_Job:_
Copy out every line of the data exactly.

(Object position labeling entries)

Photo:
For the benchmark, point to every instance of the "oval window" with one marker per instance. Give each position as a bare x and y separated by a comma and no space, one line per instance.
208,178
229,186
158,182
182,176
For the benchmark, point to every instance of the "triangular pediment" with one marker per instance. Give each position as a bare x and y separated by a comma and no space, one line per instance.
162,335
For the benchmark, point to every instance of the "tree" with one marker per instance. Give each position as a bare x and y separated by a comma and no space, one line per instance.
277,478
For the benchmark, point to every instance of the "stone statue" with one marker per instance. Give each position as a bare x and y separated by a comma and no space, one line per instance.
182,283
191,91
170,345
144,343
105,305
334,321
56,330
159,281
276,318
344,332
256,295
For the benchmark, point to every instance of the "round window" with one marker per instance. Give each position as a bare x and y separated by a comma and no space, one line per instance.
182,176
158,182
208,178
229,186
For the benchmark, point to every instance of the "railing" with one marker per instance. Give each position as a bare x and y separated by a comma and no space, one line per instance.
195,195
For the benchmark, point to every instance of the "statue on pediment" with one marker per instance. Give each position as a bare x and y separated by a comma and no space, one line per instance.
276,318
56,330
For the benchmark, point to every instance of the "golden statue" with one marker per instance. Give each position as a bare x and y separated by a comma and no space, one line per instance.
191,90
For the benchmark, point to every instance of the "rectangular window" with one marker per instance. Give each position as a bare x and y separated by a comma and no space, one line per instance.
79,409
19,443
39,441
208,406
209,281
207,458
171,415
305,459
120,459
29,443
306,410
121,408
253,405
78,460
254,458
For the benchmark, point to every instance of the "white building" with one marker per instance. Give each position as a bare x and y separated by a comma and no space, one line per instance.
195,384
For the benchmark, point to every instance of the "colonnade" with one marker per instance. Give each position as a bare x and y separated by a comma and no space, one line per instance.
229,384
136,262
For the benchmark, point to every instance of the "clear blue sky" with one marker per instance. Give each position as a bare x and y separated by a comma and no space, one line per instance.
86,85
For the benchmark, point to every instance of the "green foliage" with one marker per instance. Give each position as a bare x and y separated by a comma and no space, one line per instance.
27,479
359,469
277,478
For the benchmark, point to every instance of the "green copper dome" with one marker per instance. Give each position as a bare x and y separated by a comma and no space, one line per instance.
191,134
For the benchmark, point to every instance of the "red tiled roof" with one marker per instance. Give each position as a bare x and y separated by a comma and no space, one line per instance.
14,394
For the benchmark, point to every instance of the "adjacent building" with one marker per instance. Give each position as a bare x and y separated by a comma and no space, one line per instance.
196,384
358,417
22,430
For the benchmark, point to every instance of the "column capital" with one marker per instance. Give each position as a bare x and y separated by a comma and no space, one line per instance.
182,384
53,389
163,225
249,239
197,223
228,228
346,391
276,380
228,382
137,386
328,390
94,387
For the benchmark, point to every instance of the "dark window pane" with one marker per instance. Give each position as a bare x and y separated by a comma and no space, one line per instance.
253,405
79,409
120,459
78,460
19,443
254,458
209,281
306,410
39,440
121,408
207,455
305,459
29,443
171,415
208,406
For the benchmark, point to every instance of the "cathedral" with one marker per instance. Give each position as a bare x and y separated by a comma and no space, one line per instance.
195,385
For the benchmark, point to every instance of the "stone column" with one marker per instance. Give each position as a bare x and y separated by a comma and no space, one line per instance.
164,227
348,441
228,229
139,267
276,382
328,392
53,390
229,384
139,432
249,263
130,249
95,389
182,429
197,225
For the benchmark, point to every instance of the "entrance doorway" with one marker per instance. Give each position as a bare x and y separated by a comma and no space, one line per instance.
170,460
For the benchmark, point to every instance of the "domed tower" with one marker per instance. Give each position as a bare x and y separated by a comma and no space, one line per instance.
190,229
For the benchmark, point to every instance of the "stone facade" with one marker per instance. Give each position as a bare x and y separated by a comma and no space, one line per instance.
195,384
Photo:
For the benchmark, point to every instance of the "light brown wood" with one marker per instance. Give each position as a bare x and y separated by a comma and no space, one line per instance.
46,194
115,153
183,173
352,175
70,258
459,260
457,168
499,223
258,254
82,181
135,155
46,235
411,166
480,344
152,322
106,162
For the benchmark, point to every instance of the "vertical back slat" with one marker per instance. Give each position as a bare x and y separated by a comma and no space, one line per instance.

_Result:_
Photo:
For the benchmark, point to every instance of the "oval window" with one marker per instance. Give each position as a bare x and y separated by a comma and no space, one line per instance.
208,178
229,186
158,182
182,176
For the benchmark, point to every instance of the "triangular pediment" with one marker per instance. Give each position as a bare x and y separated by a comma and no space, one line per instance.
162,335
For the benchmark, point to every instance of the "tree" with one marker per instance. Give each position as a bare x and y separated by a comma and no space, one line per instance.
277,478
For the benchmark, point to every instance of the "stone statue" with one marker per instance. Give each position as a bare x and y separated by a comma and no space, one line per instance.
182,283
191,91
170,345
144,343
105,305
334,321
56,330
159,281
276,318
344,332
256,295
For the benchmark, point to every instance of the "round window" with one marker per instance. Give each position as a bare x and y separated by a comma and no space, one line per instance.
182,176
158,182
208,178
229,186
For the benchmark, point to every instance of the "railing" with one marker per instance. Give each position as a bare x and y separated by a comma and no space, one line per instance.
195,195
For the benchmark, point to every instance of the "statue on pediment" with one marker per instance. Give each position as a bare x and y separated by a comma and no space, one line per instance.
276,318
56,330
For the benchmark, point to every instance of the "golden statue" with one marker per instance. Give each position as a bare x and y separated by a comma and no space, one line per instance.
191,90
For the benchmark, point to every instance of the "rectangular window" with one marker per instance. Give each position as a bare x and y separated by a comma and no space, one line per instance.
79,409
19,443
39,441
208,406
209,281
207,458
171,415
305,459
120,459
29,443
306,410
121,408
253,405
78,460
254,458
For the benchmark, point to every instance of the "white building" with one marker per instance. Give each position as a bare x and y separated by a comma and no space, one line per instance.
195,384
For the benchmark, point to every instance of the "colonnade" with one marker per instance. Give each position as a bare x and y separated by a comma and no space, one line per instance.
229,384
136,262
For the benchmark, point to every instance of the "clear blue sky" with one marker per instance. Give each position as a bare x and y separated by a comma and no space, one line per instance.
86,85
For the benchmark, point to every instance of the "green foliage" with one marker per instance. Give each position as a bare x and y separated by a comma and no space, one line per instance.
27,479
359,469
277,478
For the benchmark, point to every instance of the "green copper dome" with one marker per instance. Give each position as a bare x and y separated by a comma and no space, one line per instance.
191,134
For the benchmark, point to every instance of the "red tiled roof" with one marker per instance. Give each position as a bare x and y separated by a comma and no space, one line per instance.
14,394
For the benchmark, point to every instance of the "adjacent building" with one marker per instance. Give each position as a bare x and y separated by a comma and no space, one line per instance.
196,384
358,417
22,430
For the benchmark, point to every instance of the "column capital" with one marker per instance. Give each position as a bare x and y separated by a comma and no space, one line per instance.
182,384
53,389
163,225
249,239
197,223
228,228
346,391
276,380
228,382
137,386
328,390
94,387
For the benchmark, point to every instance of the "dark window pane" with one marker per instance. Give each position as a bare x and y separated by a comma and no space, one line per instance.
253,405
79,409
120,459
78,460
19,443
254,458
209,281
306,410
39,440
121,408
207,455
305,459
29,443
171,415
208,406
For the benchmark, point to every instance of the "cathedral" with one marker per instance. Give each position as a bare x and y separated by a comma and no space, one line per instance.
195,385
For the benchmark, point to every instance of the "stone column" with one marker per instance. Give each position as a bare x and y separated by a comma and no space, one line per instance.
164,227
348,441
228,229
139,267
276,382
328,392
53,390
229,384
139,432
249,263
130,249
95,389
182,429
197,225
For the benchmark, point to every instance of the "entrance doorway" with one marker per instance. Give each position as a bare x and y separated by a comma and no space, one line per instance.
170,460
For the benchmark, point to every instance of the "domed tower" with one marker per instance. Give each position as a bare x and y separated by a comma and no space, one line per instance.
190,229
For the benchmark, point to every instance of the "stone facade" with one marker per instance. Give each position as a bare x and y separated by a comma and no space, one line per instance.
195,384
Photo:
For the benchmark, point to every instance of the "light brown wood" with one marker per instance. Give each position as a bare x and y separated by a comma and no space, one line per instance.
46,194
115,153
183,173
352,175
70,258
459,260
457,168
499,223
258,254
82,181
135,155
46,235
411,166
480,344
152,322
106,162
For the benchmark, point to every instance of the "vertical back slat" with one marker per instance. Give each position as a bare x and y separated by a comma and no space, one line per instance.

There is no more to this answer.